- **Aim of the exercise**
The result should be an exact copy of every record, with no pictures kept.

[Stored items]

BEGIN

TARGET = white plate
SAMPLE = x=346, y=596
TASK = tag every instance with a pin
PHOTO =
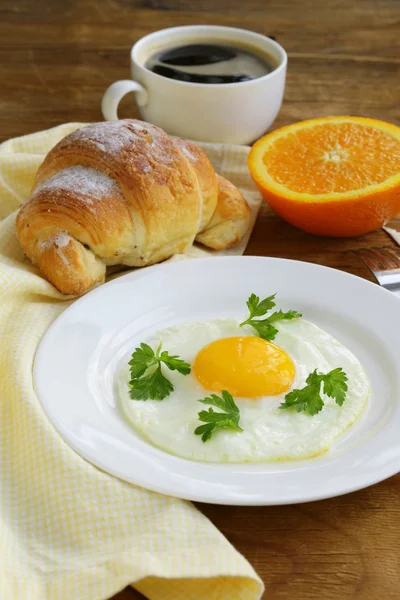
x=79, y=354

END

- **Task output**
TARGET = white plate
SAMPLE = x=346, y=596
TASK = tag every instance with a pin
PHOTO =
x=79, y=354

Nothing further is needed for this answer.